### STATED GOAL
All material below is to be reproduced exactly.

### EXERCISE INPUTS
+---+
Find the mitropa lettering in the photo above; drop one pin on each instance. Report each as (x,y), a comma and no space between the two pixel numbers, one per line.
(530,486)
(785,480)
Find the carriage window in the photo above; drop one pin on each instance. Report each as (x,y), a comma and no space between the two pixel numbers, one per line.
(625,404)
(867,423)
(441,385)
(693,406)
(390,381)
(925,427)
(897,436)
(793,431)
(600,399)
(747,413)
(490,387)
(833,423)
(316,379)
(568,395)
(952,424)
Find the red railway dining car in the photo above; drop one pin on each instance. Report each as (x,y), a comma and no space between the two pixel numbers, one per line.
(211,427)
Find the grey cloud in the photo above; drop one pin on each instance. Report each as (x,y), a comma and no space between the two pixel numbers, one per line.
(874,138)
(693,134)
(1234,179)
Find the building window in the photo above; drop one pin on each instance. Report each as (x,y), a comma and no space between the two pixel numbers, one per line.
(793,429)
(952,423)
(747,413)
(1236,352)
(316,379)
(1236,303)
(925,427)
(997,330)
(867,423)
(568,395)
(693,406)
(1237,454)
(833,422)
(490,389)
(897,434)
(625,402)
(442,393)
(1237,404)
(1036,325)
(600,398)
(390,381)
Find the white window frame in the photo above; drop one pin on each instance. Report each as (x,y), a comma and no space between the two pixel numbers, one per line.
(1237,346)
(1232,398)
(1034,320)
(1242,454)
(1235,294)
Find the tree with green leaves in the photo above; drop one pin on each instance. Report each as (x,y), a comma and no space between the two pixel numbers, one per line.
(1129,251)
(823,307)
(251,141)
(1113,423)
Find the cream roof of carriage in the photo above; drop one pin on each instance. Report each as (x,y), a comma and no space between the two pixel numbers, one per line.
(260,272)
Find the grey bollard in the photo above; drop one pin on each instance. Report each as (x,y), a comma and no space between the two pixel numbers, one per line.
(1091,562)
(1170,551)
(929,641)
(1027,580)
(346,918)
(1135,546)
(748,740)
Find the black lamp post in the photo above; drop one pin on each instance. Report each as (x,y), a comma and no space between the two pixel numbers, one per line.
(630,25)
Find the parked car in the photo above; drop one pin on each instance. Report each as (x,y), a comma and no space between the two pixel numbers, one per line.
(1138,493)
+---+
### RESPONSE FOR THIS EXERCISE
Find the mitropa lettering in the photo above; drop one pin on each instance. Report each as (x,y), a comma and no space between the two pixel numbers, one per line.
(530,486)
(785,480)
Find the carriage window in the photo above; drop one pin on each instance. Report each as (x,y), a comma and no space between the two pixel numbers, one per line.
(625,404)
(867,423)
(441,385)
(693,406)
(390,381)
(925,427)
(897,436)
(793,431)
(600,399)
(747,413)
(490,387)
(833,423)
(316,379)
(568,395)
(952,424)
Find the red railway dining car in the photo above; drop one pin on each instance. Report each as (x,y), a comma and no space between the two pixel numbers, one per line.
(211,427)
Find the grey cloud in the photo above; drop one pin on each instance. Report each as (x,y), a comma and no space between the two pixel numbers, one per line.
(874,138)
(693,134)
(1234,179)
Find the building window in the photo above; drop one pin on each instance. Report each as (x,y), a comma and no space between the two pixel numbers, one per line.
(793,429)
(952,423)
(747,413)
(1236,352)
(316,379)
(1236,303)
(925,427)
(997,330)
(867,423)
(568,395)
(693,406)
(1237,454)
(833,422)
(490,389)
(897,434)
(625,402)
(442,393)
(1237,404)
(1036,325)
(600,398)
(390,381)
Find the white window frame in the photo above; drop one pin on each instance. Report each as (x,y), a comma and no space between the two pixel numbers, one per line.
(1237,346)
(1232,398)
(1034,320)
(1242,454)
(1235,294)
Find the tree with green leaves in the photo above; drop one pin on each instance. Report each as (x,y), a comma and no space between the two pixel numbers, one per line.
(1129,251)
(823,307)
(251,141)
(1113,423)
Find the cream roof of carriage in the photo above; drop one pin on each instance. Report each as (x,y), a comma and no space between the two pixel numbers, one per line.
(260,272)
Find the grey bollard in the photo above; drop one pin on each instance. Report each as (x,y), a comma and no space between the two pixel numbers, one per line.
(1091,562)
(1170,551)
(929,641)
(1027,580)
(346,918)
(1135,546)
(748,740)
Find the black lamp post in the photo above; drop one pin on each instance. Report each as (x,y), a comma and no space between the two pixel numbers, one per line.
(630,25)
Find the parked car in the photo above; drop one pin on each instance. Report each as (x,y), a comma and no space between the two pixel numbers, one per line.
(1138,493)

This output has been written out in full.